▶ What you need to do
Copy out everything in the data below, from the line containing "of the downspout" down to the last line, keeping each line unchanged.

>> start Listing

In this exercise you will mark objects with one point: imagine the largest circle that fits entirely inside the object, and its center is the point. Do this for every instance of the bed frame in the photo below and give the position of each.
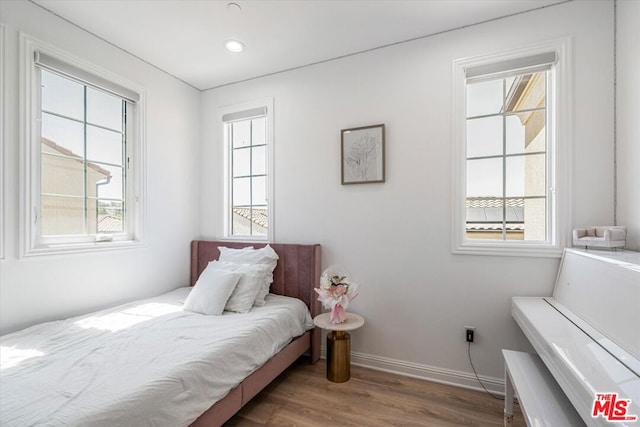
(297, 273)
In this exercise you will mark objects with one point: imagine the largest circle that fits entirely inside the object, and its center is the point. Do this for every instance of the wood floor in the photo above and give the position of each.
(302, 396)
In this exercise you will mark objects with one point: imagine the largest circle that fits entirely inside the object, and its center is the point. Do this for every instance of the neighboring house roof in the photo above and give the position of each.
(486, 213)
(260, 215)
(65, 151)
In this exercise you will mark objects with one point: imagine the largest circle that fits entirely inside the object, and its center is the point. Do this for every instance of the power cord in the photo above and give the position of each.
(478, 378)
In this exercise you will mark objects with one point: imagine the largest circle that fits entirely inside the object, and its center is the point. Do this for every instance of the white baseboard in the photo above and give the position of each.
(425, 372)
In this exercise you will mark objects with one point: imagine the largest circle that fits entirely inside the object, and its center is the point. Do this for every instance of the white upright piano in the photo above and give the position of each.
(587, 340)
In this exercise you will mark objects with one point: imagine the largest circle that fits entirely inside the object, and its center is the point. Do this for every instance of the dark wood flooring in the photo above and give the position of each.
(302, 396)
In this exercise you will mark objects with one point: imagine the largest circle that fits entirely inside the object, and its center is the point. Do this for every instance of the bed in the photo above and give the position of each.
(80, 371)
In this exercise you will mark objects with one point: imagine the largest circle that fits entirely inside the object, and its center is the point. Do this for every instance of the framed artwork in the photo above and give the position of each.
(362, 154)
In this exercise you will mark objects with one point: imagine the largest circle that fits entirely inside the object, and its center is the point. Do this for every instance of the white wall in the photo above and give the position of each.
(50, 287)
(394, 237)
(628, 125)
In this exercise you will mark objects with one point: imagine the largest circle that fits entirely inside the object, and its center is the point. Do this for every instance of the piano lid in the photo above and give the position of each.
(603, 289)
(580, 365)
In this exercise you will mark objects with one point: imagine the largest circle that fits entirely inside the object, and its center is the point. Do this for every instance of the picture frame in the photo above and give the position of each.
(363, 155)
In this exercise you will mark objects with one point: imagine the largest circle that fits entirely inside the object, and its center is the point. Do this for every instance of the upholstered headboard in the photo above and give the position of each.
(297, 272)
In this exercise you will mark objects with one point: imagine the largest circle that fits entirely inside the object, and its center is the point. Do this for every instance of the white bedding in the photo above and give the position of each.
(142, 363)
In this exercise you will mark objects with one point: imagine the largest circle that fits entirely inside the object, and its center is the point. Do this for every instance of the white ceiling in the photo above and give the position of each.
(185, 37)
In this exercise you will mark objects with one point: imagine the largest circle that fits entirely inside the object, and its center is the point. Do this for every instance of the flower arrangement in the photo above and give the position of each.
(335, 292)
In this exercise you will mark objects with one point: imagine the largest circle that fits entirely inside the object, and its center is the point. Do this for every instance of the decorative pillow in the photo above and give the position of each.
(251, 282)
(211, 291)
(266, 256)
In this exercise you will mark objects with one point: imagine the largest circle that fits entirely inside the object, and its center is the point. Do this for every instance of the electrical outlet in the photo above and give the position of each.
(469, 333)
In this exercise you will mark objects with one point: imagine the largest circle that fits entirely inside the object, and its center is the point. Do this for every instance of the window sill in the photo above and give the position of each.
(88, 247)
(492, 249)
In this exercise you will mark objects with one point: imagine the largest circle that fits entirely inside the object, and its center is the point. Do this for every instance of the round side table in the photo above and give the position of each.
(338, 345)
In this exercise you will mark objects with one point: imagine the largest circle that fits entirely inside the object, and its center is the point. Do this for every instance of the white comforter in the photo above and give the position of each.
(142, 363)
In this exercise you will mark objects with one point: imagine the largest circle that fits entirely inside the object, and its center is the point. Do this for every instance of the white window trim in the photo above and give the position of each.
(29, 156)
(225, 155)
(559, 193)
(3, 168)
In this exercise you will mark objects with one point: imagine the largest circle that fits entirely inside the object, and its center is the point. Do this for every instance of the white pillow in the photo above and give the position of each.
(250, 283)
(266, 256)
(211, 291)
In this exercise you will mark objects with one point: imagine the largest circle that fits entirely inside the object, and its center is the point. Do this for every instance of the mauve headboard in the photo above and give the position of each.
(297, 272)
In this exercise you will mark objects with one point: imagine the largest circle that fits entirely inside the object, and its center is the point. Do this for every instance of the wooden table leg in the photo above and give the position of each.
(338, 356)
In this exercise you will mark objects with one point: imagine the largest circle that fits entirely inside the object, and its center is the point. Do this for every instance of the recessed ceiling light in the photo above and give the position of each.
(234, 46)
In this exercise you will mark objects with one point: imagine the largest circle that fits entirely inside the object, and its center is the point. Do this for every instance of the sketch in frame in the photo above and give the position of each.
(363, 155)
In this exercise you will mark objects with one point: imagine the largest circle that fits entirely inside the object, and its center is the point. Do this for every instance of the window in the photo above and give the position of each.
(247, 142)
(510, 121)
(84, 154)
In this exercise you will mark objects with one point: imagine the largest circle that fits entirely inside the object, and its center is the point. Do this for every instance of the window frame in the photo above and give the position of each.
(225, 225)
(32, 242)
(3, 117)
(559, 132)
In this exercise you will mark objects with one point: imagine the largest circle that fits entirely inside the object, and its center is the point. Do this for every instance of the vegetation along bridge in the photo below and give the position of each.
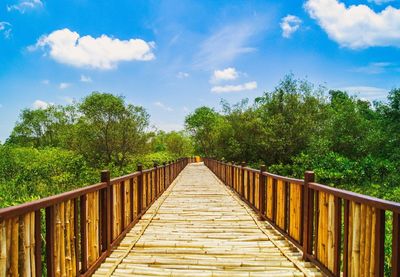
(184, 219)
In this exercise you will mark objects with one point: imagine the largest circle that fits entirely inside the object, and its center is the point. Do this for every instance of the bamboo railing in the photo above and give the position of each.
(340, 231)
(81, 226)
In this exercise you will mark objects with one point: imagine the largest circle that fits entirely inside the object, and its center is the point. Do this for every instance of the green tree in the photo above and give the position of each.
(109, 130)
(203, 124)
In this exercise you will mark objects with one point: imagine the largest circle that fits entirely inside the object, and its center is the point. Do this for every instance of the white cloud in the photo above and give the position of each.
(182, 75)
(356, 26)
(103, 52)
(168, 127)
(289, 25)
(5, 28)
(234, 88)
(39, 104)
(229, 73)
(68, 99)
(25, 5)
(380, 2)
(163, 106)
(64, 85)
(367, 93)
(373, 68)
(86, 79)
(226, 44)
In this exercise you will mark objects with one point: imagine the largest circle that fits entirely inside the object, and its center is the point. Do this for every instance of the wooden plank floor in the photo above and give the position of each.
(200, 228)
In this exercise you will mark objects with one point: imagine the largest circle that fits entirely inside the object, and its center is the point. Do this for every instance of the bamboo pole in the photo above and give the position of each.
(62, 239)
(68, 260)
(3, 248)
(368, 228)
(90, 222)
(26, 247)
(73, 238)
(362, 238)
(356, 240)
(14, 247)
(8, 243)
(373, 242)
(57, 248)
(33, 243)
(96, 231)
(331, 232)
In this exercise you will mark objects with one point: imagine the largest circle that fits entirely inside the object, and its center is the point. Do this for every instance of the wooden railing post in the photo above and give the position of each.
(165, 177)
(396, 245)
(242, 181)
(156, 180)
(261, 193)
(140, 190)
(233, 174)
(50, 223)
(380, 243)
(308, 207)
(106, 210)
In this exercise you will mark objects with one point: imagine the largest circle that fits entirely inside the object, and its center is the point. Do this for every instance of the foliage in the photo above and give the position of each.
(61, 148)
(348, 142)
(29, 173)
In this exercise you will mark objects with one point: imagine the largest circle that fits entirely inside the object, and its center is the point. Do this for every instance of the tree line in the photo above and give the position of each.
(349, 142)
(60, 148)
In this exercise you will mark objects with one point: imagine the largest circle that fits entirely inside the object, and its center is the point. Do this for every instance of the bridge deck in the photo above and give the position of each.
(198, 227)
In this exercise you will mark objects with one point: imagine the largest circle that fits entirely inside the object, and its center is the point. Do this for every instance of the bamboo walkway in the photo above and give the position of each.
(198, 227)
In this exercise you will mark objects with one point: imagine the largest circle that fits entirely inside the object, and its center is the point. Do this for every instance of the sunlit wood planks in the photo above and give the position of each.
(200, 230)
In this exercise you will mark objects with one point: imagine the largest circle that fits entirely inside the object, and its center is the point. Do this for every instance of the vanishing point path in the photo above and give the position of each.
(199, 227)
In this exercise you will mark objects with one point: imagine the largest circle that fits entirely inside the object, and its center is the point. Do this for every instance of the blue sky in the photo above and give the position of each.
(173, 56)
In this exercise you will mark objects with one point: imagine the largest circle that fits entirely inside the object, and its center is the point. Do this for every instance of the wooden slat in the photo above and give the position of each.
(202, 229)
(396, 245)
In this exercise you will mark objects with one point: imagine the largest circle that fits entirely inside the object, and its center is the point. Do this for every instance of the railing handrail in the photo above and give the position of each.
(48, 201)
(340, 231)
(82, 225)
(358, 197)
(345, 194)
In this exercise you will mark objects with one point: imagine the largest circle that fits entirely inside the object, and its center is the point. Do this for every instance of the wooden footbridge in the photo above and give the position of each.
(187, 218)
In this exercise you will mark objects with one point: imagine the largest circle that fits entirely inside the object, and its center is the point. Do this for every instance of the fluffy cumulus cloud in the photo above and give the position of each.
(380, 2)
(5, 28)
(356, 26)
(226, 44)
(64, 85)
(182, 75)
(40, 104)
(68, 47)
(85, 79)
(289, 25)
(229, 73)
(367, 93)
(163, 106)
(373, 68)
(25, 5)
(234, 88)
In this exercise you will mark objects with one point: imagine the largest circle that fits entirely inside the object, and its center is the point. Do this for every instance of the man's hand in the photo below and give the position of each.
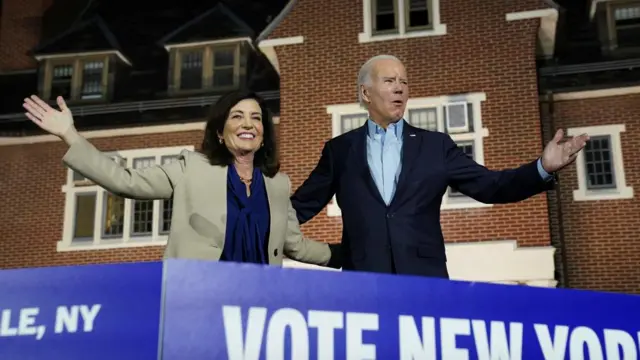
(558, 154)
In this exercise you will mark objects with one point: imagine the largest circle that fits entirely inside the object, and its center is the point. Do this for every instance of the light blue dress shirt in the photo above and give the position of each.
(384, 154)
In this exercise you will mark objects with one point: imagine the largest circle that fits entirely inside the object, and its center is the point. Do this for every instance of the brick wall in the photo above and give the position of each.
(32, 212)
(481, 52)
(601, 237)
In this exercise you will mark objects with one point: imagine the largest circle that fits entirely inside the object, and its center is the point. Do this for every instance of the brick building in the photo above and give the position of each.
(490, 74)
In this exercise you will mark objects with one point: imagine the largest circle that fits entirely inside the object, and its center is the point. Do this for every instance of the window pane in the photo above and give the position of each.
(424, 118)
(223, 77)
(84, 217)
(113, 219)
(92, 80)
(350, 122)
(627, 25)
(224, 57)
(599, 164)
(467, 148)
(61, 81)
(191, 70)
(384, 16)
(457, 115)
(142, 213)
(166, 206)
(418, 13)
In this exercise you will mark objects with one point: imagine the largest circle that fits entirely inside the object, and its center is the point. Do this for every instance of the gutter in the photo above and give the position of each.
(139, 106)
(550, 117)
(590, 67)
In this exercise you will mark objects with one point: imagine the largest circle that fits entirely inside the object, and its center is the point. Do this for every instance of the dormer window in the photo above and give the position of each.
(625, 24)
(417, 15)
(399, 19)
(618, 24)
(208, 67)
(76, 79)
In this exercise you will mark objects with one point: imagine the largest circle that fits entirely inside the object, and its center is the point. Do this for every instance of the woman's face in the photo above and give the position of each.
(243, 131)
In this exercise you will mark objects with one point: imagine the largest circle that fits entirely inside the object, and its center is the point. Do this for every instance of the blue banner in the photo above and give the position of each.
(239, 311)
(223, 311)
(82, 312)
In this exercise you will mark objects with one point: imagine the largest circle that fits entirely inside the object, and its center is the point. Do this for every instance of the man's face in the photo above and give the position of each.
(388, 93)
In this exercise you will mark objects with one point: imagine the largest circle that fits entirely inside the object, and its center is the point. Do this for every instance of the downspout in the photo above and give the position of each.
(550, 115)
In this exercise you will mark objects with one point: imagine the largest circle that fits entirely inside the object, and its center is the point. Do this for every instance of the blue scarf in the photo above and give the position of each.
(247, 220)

>> end Listing

▶ Solution for this task
In this exercise you will mark objects with one point: imagine the largest circle that fits entirely inside the object, and its center is the point. Do this for every instance of the downspout in the photo above and give the position of each.
(550, 115)
In this exercise you will mark objects with one point: imagine the largest circle that fits entirely inside the object, and its center is the point. Do this for every instance of the blue scarf in the photo above and give the position of each.
(247, 220)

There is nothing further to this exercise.